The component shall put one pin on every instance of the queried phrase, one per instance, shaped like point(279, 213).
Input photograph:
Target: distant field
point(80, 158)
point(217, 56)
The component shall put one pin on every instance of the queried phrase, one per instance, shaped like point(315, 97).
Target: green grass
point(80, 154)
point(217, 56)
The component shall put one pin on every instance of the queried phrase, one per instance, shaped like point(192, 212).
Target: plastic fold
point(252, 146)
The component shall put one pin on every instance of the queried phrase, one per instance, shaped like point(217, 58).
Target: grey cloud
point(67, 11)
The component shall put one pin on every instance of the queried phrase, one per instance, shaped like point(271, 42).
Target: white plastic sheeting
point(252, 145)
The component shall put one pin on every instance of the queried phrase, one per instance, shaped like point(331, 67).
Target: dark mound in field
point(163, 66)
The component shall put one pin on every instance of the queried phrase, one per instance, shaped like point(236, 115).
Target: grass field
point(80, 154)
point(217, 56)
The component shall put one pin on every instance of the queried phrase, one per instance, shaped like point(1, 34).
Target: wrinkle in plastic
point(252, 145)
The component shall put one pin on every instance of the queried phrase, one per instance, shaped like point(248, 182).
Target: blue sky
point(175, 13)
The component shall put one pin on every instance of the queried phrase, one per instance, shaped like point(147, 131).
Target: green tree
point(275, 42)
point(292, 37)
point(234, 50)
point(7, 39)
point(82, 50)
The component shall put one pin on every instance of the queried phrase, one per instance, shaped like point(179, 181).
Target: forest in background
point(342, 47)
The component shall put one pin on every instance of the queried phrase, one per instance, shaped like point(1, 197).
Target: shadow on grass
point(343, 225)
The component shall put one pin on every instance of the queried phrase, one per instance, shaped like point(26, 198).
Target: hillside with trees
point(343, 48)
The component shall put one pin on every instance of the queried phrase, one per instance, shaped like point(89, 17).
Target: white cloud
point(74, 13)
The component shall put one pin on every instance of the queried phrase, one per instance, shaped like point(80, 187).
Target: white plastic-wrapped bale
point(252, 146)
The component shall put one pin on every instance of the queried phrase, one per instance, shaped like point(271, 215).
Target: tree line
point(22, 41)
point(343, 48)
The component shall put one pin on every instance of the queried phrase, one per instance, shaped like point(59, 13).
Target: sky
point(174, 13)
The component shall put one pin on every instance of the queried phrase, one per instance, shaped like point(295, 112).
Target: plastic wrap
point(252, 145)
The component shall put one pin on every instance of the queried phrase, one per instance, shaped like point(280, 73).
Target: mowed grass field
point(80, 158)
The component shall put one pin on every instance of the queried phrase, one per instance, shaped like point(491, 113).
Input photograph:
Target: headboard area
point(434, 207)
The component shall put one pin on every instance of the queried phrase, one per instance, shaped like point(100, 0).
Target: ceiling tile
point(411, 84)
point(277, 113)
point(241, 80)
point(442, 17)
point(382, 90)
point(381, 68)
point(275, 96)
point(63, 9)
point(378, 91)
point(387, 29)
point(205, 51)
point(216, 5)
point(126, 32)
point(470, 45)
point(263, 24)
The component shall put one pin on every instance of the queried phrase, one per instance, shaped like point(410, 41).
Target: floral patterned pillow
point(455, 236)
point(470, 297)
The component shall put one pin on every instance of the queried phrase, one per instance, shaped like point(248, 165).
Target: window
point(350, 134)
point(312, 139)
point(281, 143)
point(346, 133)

************

**AIM OF THE TASK:** Copy the records from the line with "like point(1, 34)." to the line with "point(74, 13)", both lines included along with the requests, and multiply each coordinate in the answer points by 2.05, rounding to whole numbers with halves rounded up. Leave the numbers in the requests and their format samples unchanged, and give only these lines.

**FINISHED ANSWER:**
The component shall put one pin on every instance of the queried phrase, one per instance, shaped like point(1, 34).
Target: wrinkle in plastic
point(517, 297)
The component shall put one pin on every instance of the queried phrase, one per instance, shaped like point(248, 182).
Target: blue sky
point(359, 27)
The component shall put one pin on every instance of the queried phrase, one per instance, shaped like point(147, 131).
Target: green tree
point(564, 86)
point(599, 76)
point(480, 103)
point(14, 80)
point(168, 103)
The component shall put one pin on every instance of the queried phrase, one per instance, shaped like point(179, 181).
Target: forest in background
point(701, 96)
The component shall put one pin on every instance of the queried phrase, one per instance, shaped like point(1, 197).
Target: shadow on grass
point(703, 461)
The component shall put one pin on every instance of the queried phrase, one per instance, shaped like point(26, 198).
Target: hillside with trees
point(703, 98)
The component shall put one pin on every instance of the queried phrase, one per instance, shaped like point(89, 17).
Target: white cloud
point(152, 27)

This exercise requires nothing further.